Leave out any pictures and transcribe all other data below exactly.

----

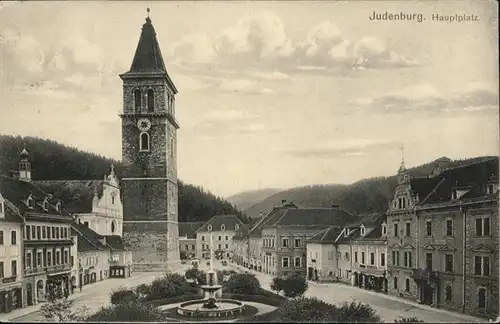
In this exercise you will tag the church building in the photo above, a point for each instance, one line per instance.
(149, 154)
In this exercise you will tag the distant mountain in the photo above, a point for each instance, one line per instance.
(245, 199)
(54, 161)
(364, 196)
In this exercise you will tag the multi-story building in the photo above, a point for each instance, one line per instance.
(321, 255)
(46, 234)
(187, 239)
(11, 252)
(440, 243)
(286, 230)
(369, 254)
(220, 229)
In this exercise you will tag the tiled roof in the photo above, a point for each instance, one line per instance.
(17, 192)
(328, 235)
(77, 195)
(229, 222)
(115, 242)
(473, 177)
(188, 229)
(12, 213)
(148, 56)
(88, 240)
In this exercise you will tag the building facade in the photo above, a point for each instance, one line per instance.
(149, 153)
(219, 231)
(11, 252)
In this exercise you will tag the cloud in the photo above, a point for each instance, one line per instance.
(424, 97)
(244, 86)
(260, 41)
(341, 148)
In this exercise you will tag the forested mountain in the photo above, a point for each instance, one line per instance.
(53, 161)
(246, 199)
(367, 195)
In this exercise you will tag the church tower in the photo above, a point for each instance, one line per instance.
(149, 149)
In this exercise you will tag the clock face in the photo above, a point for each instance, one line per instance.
(144, 124)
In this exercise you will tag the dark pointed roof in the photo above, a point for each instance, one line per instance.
(148, 56)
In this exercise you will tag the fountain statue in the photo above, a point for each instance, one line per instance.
(211, 306)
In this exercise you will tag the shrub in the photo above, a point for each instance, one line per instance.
(356, 312)
(61, 310)
(292, 285)
(243, 283)
(122, 295)
(408, 320)
(128, 312)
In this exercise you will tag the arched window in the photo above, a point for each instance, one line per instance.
(447, 293)
(481, 298)
(151, 100)
(137, 100)
(144, 142)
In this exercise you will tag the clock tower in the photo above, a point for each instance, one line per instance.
(149, 149)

----

▸ RESULT OF THE TASK
In this exercise you will tag the church building in the photo above, a point for each instance, one line per instance.
(149, 154)
In this exercise you will tag the distant mountain in the photo above, a point for each instance, one line per instance.
(245, 199)
(54, 161)
(364, 196)
In this exercise you will tag the multi-story building in the photo above, a point for each instance, one line per instance.
(321, 255)
(46, 234)
(187, 239)
(11, 252)
(440, 243)
(286, 230)
(369, 254)
(220, 229)
In this exercise you will tag the tiled roof in the photo above, a point for each instance, one line per instance.
(17, 192)
(328, 235)
(77, 195)
(229, 222)
(115, 242)
(473, 177)
(188, 229)
(12, 213)
(148, 56)
(88, 240)
In this exercise you will tag the building facade in the photo above, a point for each instance, one line per instance.
(149, 153)
(219, 231)
(11, 252)
In this exercise you will tag the cloud in the photo above, a point for each instance, one line per instance.
(424, 97)
(244, 86)
(260, 41)
(341, 148)
In this exercise you will tag the forested mountain in the photo above, a point for each instance, one line per instance.
(53, 161)
(246, 199)
(367, 195)
In this exercise you will tag the church tower in the photo above, a point for each instance, one line per instance.
(149, 149)
In this exercise you will tag the clock face in the photo above, a point for each instance, one line per instance.
(144, 124)
In this exercise you will tag the dark pointed roof in the photo above, a point for each instance, one line per instance.
(148, 56)
In this exercise you will tag the fountain statue in the photo above, a point for each instance, one line per instance.
(211, 306)
In this exercise you will tag the shrub in the photo above, a point for each instance, one line per instance.
(356, 312)
(61, 310)
(292, 285)
(243, 283)
(122, 295)
(408, 320)
(128, 312)
In this exercise you will tag the arched window in the photo above, a point for each instance, one line per instance.
(447, 293)
(481, 298)
(151, 100)
(137, 100)
(144, 142)
In this exercise you will tag the clock tower in the photo above, a point for each instance, one line per instance.
(149, 149)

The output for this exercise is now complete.